▶ Problem description
Give a verbatim repeat of the lines that run from the line containing "One point goes on every instance of the red tiled" to the end of the data below.

▶ Extracted data

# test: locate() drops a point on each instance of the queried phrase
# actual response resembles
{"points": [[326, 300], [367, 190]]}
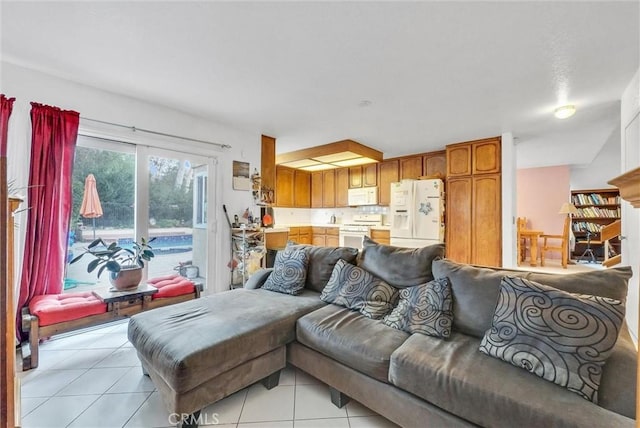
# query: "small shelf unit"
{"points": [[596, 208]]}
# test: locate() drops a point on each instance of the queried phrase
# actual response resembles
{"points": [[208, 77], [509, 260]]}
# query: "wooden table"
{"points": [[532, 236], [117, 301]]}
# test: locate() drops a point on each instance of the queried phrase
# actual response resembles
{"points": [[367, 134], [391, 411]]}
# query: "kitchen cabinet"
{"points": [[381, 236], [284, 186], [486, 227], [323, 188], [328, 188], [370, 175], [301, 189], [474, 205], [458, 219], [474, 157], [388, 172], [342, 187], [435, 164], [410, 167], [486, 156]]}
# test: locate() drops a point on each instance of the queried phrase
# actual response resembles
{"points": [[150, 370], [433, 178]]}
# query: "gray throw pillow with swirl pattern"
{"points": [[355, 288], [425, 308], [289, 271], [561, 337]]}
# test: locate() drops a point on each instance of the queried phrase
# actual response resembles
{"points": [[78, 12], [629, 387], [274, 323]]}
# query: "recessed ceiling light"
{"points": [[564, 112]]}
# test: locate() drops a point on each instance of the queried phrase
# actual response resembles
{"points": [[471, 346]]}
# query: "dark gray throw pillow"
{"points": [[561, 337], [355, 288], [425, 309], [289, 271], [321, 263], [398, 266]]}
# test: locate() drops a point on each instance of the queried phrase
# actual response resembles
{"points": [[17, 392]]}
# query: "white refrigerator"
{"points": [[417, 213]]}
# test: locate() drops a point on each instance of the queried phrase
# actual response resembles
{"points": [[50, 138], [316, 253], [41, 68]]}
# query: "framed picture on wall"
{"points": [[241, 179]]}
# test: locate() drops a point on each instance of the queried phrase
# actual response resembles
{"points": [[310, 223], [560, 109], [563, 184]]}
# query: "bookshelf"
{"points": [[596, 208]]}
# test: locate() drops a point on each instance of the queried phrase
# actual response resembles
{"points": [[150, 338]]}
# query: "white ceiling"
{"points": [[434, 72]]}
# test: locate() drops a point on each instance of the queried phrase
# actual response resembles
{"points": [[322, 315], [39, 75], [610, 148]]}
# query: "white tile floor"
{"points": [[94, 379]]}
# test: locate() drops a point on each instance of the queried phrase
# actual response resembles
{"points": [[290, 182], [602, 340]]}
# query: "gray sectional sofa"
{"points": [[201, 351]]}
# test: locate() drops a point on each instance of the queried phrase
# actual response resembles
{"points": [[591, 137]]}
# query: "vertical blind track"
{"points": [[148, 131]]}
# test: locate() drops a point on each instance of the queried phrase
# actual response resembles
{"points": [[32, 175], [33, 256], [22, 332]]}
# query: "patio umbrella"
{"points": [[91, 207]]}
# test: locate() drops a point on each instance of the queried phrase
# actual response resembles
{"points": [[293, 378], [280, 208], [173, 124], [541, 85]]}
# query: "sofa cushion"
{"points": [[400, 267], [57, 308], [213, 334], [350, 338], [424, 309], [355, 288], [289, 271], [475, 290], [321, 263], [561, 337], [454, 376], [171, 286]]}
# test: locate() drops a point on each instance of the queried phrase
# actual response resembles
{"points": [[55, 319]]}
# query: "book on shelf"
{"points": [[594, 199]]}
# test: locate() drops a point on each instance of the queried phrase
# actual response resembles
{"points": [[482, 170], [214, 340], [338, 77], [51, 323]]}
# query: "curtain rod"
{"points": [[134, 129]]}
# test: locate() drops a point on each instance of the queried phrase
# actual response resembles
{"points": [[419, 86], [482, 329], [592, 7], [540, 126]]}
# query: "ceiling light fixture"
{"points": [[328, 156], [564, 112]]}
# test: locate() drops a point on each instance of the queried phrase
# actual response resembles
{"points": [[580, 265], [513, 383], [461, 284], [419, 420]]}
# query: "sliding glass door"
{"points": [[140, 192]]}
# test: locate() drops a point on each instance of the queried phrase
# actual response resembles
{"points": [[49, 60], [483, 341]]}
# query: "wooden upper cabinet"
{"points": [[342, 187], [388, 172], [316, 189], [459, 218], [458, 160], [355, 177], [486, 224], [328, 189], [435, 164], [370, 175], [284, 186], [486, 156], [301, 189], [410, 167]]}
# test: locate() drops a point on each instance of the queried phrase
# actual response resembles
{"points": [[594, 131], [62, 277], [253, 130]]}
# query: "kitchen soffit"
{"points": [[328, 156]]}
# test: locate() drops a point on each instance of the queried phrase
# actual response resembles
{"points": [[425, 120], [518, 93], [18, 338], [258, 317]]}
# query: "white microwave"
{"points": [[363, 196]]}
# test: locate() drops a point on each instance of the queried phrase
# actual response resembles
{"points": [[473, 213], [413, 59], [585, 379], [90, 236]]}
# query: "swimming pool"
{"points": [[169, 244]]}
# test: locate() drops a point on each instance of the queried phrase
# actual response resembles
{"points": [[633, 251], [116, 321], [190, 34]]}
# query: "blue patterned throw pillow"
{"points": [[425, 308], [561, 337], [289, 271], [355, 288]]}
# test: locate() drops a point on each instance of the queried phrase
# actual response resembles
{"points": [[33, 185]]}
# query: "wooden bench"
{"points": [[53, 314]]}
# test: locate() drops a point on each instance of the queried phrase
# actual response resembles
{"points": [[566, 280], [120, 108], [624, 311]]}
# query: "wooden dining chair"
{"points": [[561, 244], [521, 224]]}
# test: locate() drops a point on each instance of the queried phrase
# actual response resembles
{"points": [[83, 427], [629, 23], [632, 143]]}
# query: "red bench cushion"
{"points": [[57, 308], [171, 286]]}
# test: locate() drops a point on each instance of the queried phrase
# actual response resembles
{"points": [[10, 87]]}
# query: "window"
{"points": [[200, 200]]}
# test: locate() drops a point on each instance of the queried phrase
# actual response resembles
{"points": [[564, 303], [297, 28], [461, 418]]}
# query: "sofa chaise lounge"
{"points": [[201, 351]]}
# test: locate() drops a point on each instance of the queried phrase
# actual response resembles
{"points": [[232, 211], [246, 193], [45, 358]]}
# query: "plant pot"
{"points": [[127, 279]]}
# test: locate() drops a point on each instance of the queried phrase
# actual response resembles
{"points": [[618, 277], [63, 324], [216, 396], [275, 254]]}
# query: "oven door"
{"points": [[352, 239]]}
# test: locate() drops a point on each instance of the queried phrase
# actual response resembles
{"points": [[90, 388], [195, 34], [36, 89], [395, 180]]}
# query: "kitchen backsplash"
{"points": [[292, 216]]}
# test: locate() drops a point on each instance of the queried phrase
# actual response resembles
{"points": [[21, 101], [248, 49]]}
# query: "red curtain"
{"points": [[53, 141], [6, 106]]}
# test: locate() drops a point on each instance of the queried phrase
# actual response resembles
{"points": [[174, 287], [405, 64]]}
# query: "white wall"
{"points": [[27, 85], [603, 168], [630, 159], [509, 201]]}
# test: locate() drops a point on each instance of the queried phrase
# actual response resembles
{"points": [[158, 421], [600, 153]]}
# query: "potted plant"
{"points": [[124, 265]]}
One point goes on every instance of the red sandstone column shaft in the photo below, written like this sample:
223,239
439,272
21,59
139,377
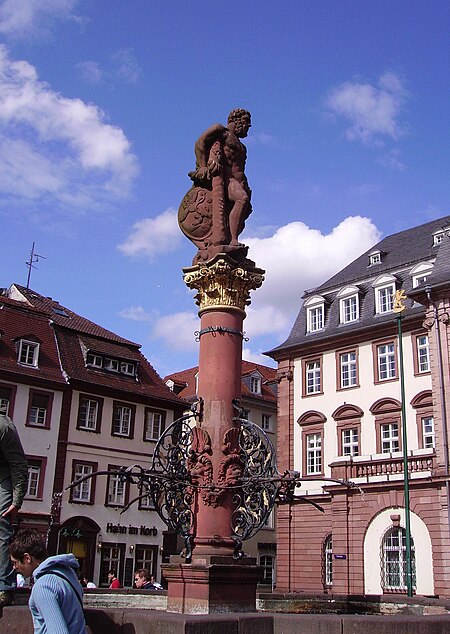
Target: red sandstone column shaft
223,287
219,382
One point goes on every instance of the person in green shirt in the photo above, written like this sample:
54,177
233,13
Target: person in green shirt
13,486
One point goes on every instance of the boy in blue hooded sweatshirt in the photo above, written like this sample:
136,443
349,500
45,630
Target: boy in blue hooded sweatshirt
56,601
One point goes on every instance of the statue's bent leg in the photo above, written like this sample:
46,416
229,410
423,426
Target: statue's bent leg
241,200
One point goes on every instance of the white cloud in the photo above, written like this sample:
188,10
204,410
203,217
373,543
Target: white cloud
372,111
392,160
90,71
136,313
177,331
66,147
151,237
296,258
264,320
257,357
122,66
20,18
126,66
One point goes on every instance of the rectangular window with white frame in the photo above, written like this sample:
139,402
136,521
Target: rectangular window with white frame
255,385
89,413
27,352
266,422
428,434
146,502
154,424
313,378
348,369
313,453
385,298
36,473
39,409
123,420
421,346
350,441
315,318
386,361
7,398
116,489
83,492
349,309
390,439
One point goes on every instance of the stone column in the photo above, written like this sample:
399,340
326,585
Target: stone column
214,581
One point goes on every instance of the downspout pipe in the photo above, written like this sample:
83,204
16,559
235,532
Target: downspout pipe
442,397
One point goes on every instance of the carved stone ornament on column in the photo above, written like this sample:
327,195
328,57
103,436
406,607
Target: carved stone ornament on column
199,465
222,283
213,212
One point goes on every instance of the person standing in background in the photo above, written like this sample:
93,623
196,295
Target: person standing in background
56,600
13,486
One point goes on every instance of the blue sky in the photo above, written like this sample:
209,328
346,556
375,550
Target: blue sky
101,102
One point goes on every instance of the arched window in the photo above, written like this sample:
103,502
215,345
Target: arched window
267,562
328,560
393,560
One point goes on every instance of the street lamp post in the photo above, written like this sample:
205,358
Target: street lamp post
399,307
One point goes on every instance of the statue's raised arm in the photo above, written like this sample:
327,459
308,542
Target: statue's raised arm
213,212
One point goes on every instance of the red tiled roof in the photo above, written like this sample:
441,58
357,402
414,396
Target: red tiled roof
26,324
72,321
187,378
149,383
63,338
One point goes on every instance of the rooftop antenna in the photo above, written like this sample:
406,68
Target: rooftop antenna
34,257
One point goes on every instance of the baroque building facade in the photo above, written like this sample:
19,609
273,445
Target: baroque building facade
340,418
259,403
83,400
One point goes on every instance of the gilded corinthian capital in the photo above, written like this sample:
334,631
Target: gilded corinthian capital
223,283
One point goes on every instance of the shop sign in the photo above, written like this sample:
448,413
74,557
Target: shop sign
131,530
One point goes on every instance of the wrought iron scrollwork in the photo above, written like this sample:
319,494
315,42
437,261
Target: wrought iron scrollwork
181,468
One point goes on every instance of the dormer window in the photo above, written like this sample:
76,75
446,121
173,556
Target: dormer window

▶ Finished exercise
One point goes on every instance of the red tiled roof in the photo above, written like this sample:
441,58
357,402
414,396
Target: red tiled roof
26,324
72,321
187,378
149,383
63,338
One point goes on every instance of the rooftop antenna in the photo above, written like this sample:
406,68
Target: rooftop antenna
34,257
One point goes on every instance of the baroque building facade in the photo above, written like this sample:
19,609
273,445
Target: baroque building facade
340,418
259,403
83,400
One point goes on every instance of the gilded corinthian capital in the photo above, written like this sample:
334,631
Target: gilded corinthian capital
223,283
One point goes on every instance of the shop sign in the photo above, written like this sample:
448,413
74,557
Target: shop sign
131,530
One point goes on every instance of the wrought iron scrollwork in the photo above, written like this sample:
319,494
315,42
437,261
Target: wrought iron scrollwork
181,468
One point goes on every instance of the dormer window in the photo above, written like this sample:
76,75
446,121
173,556
Target: dormer window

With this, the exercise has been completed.